Task statement
Copy out the whole listing below exactly.

Exercise materials
★ ★ ★ ★
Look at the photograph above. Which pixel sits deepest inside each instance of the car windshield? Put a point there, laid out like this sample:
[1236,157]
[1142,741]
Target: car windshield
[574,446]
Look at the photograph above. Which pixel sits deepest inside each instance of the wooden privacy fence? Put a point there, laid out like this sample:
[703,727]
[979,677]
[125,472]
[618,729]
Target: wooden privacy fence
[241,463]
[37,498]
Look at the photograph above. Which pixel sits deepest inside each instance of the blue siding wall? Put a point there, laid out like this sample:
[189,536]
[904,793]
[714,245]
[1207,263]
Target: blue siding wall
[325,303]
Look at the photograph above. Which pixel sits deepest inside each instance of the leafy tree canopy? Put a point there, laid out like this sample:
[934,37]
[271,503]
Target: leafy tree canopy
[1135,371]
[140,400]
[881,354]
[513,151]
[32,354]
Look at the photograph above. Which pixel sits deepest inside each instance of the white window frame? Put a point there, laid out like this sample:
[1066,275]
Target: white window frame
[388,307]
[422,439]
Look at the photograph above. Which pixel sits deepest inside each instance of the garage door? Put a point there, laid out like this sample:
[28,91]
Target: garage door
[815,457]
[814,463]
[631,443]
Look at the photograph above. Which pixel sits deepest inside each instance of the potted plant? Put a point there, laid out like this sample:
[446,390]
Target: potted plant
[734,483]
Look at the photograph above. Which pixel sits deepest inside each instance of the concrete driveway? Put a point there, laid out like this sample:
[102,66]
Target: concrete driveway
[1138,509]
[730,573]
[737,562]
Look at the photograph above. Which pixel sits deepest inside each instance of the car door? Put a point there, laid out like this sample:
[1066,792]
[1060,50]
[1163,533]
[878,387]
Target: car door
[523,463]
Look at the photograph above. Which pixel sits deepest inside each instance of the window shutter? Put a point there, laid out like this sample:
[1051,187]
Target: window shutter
★ ★ ★ ★
Reply
Look at the photograph above. Which pixel sits deepest inside each instance of the car windshield? Put a point there, laid out like this sample:
[1236,157]
[1142,741]
Target: car windshield
[574,446]
Look at the photograph above. Which pixel sits deepest inside each instance of the wooden privacy fence? Put a point there, laid out like this sample:
[703,727]
[979,677]
[125,472]
[618,729]
Target: wooden privacy fence
[241,463]
[37,498]
Look at the photograph above. Which pixel sits deepest inside each instance of the blue siding wall? Put a point there, laid out like this sample:
[189,536]
[904,793]
[714,245]
[1207,263]
Target: blue siding wall
[325,303]
Look at the photograph above. Which pixel sits deepest inside each instance of the leafy tree canopy? Put a point there, laid out like this sample:
[934,37]
[271,503]
Target: leafy tree canopy
[1135,371]
[140,400]
[881,354]
[513,151]
[32,354]
Look at the photograph above. Which pixel sits deepest inside each instance of the white window frame? Put a point there, laid out like this sample:
[1066,275]
Target: white window frame
[388,307]
[422,439]
Look at the photograph above. Which pixel sits deepest inside each instance of the garage door? Put a point there, laid out like this sample:
[28,91]
Target: garage door
[815,457]
[814,463]
[631,443]
Look at the photograph above. Which pixel sits deepest inside each instance of the potted plant? Put a point there, laid out like this sample:
[446,390]
Target: potted plant
[734,483]
Look at the photograph above. Which pixel sits deepest inside each instance of the concrete driveway? Put a point there, laid out like this sample:
[102,66]
Target: concrete driveway
[1138,509]
[730,573]
[737,562]
Look at the photograph above. Which pixel sits deepest inside each instance of the car door? Put a point there, laid out like this sample:
[1066,792]
[1060,50]
[1163,533]
[878,387]
Target: car door
[523,463]
Look at the photograph above. Which pixel sits deepest inside each instance of the window shutter? Put a point there, laid out like this sample:
[1051,187]
Target: window shutter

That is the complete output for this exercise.